(THE TASK)
Using the entries below, transcribe exactly the line containing "Where can you spot the silver" and each line that follows it to the end.

(MATERIAL FOR THE TASK)
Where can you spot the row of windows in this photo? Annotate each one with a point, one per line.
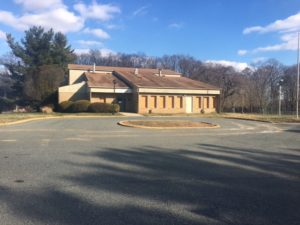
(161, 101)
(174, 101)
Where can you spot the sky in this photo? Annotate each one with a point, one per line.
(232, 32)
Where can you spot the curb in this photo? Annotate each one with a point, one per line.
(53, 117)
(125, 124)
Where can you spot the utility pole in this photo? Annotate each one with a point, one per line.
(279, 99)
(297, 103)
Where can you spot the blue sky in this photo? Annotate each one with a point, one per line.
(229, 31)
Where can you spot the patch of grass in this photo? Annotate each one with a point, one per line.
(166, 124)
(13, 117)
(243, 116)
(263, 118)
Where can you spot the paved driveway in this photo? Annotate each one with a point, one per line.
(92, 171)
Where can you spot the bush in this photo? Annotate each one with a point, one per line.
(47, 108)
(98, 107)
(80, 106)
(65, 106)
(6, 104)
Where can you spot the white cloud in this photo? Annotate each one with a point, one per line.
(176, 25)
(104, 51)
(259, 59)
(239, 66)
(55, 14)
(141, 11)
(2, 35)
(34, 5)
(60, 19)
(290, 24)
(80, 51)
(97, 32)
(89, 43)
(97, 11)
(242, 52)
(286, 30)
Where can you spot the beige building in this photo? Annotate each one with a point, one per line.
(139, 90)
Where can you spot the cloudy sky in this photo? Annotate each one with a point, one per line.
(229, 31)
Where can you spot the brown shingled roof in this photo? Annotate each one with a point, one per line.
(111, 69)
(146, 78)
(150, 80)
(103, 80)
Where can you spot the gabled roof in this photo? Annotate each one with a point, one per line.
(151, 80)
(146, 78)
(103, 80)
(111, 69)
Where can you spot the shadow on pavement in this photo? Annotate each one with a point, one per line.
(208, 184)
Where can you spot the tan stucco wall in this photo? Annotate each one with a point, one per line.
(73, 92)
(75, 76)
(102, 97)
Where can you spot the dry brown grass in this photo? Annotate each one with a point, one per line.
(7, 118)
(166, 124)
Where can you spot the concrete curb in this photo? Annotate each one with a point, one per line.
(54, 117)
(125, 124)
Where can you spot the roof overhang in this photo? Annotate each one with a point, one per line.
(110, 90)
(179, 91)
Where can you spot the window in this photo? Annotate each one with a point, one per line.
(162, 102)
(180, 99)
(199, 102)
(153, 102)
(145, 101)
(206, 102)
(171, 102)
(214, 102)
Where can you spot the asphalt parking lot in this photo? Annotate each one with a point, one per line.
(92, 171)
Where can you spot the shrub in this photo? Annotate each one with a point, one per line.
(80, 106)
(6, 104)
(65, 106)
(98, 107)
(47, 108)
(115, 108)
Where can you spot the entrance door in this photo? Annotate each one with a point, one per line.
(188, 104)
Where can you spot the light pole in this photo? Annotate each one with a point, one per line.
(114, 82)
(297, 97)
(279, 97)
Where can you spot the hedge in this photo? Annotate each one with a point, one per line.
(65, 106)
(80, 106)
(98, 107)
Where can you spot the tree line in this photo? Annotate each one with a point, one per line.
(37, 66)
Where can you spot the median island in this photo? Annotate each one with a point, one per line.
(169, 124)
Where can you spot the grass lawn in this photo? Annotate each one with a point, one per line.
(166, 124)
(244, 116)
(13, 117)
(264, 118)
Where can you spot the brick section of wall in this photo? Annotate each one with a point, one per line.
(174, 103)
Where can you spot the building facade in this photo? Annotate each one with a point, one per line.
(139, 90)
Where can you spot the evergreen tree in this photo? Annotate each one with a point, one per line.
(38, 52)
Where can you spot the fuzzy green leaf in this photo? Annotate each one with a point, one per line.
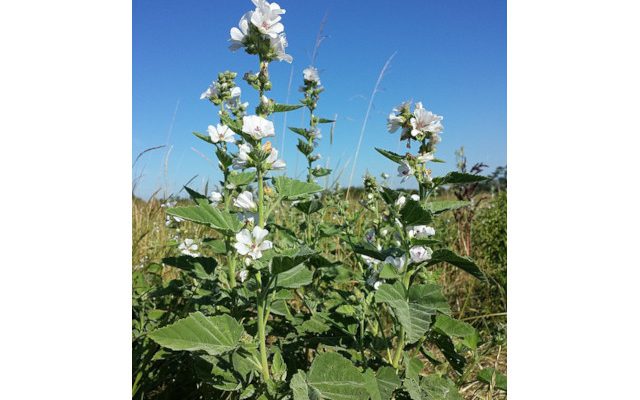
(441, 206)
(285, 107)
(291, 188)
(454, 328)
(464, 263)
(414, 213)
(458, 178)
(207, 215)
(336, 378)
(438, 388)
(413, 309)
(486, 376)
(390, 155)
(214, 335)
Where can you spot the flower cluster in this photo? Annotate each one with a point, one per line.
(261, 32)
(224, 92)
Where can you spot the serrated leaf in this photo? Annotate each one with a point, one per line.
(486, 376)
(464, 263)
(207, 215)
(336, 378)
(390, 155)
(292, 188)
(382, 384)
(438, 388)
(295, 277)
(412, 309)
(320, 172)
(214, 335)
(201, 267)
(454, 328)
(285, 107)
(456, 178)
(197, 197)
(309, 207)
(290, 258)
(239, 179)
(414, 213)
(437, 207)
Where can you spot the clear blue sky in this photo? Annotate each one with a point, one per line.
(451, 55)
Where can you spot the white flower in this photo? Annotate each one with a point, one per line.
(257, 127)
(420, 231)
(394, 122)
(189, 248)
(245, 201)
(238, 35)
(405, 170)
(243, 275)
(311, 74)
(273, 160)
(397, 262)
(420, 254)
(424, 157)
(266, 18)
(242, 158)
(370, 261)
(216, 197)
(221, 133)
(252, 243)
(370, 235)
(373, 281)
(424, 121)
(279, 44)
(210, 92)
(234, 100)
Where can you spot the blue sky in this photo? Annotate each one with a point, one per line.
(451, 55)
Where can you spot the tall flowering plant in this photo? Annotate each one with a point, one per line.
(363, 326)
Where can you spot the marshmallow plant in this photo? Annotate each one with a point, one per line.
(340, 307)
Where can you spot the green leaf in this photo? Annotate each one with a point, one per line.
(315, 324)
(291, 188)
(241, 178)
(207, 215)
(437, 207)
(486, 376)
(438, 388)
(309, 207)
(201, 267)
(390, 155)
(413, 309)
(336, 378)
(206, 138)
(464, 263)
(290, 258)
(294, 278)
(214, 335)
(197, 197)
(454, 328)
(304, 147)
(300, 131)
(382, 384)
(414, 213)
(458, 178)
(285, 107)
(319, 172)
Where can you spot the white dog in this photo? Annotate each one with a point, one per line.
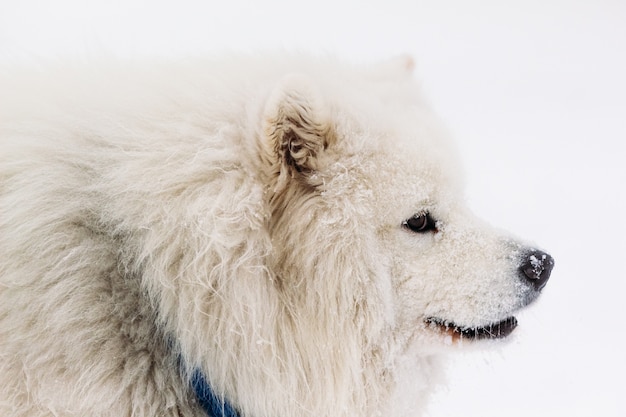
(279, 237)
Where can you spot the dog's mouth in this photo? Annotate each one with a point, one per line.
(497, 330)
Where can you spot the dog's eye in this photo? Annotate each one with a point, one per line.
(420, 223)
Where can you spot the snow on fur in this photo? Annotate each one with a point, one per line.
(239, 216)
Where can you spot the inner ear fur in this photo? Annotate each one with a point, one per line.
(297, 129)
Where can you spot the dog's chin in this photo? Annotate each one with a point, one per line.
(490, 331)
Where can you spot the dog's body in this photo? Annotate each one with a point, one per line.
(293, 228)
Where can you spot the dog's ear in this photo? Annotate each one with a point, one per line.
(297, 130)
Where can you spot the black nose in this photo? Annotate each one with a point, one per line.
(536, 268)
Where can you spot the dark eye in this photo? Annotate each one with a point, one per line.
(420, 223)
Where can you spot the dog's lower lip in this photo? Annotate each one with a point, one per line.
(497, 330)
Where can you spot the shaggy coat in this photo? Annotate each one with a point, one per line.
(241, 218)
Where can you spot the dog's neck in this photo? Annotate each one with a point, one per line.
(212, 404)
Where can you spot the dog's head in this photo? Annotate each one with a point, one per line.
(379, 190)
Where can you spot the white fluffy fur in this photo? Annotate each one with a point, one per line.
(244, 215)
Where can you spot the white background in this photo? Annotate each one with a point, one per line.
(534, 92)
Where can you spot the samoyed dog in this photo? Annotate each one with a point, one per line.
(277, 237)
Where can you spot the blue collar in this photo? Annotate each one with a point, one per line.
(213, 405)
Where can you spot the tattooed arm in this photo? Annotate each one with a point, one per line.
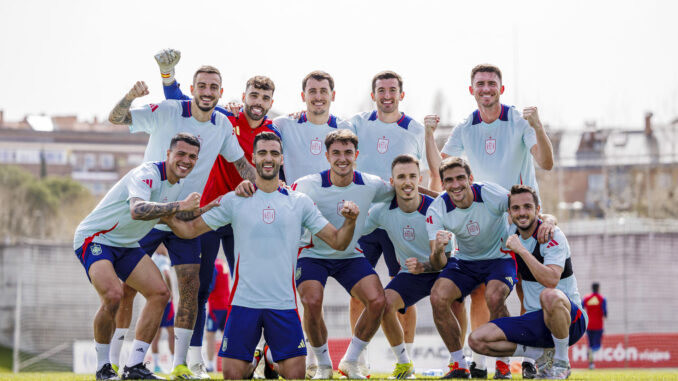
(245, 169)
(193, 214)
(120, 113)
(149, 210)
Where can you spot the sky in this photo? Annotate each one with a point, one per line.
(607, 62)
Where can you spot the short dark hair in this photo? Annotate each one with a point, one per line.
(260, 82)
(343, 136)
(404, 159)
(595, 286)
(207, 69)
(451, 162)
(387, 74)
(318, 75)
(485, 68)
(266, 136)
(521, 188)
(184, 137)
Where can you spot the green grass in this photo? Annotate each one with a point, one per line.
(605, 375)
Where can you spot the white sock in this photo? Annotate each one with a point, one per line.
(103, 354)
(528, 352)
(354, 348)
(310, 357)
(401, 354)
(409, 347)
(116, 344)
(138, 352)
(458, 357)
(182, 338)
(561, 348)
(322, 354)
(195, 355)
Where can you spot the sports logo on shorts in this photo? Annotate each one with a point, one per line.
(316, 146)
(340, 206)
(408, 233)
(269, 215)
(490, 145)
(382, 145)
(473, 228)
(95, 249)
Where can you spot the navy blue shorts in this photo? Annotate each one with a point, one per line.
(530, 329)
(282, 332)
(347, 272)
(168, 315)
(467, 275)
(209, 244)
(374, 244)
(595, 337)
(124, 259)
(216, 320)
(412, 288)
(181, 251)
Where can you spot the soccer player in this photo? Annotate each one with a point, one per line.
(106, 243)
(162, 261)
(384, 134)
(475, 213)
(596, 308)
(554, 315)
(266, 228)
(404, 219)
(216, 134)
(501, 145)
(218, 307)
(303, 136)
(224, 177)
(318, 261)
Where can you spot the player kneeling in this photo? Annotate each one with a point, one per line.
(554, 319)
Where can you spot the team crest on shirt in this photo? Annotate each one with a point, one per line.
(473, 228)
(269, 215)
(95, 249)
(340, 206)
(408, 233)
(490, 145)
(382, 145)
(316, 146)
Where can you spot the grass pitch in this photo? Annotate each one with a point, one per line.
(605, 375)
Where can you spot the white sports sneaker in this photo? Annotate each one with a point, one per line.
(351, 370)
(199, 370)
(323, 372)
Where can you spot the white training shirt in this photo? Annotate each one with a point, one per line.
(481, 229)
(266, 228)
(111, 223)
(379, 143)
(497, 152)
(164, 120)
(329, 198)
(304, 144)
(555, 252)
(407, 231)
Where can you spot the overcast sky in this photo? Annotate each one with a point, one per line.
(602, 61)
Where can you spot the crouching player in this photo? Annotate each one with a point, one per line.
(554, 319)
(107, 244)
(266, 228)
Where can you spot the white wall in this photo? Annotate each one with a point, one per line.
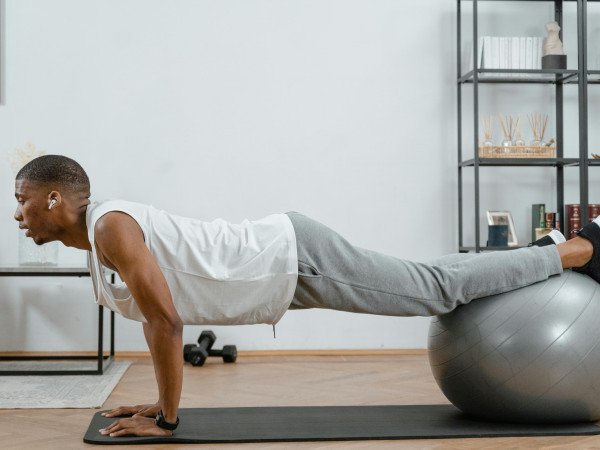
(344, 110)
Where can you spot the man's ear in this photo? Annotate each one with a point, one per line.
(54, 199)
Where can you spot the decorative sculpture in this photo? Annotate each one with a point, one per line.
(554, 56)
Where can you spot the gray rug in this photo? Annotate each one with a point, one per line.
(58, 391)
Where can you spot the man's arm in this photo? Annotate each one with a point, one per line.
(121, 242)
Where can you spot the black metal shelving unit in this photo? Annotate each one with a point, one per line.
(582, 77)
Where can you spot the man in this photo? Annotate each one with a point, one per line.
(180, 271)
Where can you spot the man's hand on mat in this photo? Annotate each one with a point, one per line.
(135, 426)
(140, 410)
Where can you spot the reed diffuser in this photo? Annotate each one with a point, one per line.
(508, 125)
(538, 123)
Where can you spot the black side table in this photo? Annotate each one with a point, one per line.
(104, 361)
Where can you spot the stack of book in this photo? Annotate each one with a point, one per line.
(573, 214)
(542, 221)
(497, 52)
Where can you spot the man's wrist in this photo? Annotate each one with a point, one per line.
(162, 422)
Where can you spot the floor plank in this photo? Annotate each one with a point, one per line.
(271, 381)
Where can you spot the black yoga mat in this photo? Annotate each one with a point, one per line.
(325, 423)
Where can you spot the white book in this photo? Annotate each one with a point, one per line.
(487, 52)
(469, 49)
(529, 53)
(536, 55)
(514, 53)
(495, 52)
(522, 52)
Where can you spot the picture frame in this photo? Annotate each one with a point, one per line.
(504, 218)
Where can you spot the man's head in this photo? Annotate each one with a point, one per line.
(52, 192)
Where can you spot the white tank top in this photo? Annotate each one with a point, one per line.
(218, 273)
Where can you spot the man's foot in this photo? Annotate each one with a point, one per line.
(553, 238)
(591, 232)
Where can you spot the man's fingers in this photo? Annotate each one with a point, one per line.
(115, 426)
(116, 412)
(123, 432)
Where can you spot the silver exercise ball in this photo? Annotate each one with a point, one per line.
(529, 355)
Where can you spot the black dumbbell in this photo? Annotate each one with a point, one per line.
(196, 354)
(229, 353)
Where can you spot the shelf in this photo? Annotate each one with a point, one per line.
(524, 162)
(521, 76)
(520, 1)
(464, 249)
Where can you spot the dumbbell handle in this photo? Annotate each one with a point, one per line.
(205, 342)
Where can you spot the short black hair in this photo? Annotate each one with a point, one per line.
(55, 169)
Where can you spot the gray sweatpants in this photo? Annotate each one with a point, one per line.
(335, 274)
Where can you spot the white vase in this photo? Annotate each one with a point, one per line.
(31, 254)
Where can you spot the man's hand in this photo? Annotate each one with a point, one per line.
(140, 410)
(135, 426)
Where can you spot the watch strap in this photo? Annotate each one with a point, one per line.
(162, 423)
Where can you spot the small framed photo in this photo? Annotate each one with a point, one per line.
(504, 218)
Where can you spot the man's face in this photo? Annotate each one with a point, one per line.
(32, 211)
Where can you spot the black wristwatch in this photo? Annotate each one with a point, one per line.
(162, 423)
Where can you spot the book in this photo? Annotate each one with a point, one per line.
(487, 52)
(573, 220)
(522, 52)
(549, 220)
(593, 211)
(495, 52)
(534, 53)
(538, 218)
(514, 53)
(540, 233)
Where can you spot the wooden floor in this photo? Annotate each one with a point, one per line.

(SOLUTION TO THE PROBLEM)
Where can you spot the silver exercise ball in this photo? Annotate each one with a point, one per line.
(529, 355)
Where can you spot the black dumbbell in this photo? Annotate each one with a point, one per line.
(196, 354)
(229, 353)
Where can you spot the shelf in this photo? Annotate each one with a point, one per line.
(524, 162)
(521, 76)
(520, 1)
(464, 249)
Where can you spot the dumbbell handle in this photo? Annotate each one with a point, one per line.
(205, 342)
Where can you spot the short black hair in this photo? Annotate each one with a point, one per line.
(55, 169)
Where can you spot the gray sweatpants in this photo? Annotate each one with a point, one per line.
(335, 274)
Where can you spot the white vase in this photo? Annotate each one with a point, one per line.
(31, 254)
Where can you spot the man's hand in this photo? Annotate each one with a point, one per line.
(140, 410)
(135, 426)
Where can you spot the watch strap in this photo? Annotate each one with a point, one per line.
(162, 423)
Where can you spot the small framed photo in this photo? Annotate each one with a point, one per line.
(504, 218)
Where can you spot the man's face in this photo? Annotate each one with a point, one per line.
(32, 211)
Where can you spot the black wristwatch in this photo? Annotate each one with a point, one per line.
(162, 423)
Where can you spot the book in this photo? Annotate each one with a point, one per line.
(487, 52)
(573, 220)
(522, 52)
(549, 220)
(593, 211)
(495, 52)
(534, 53)
(538, 218)
(514, 53)
(540, 233)
Where can you spot the wooden floor in this photo? Annotate each one with a point, one per line.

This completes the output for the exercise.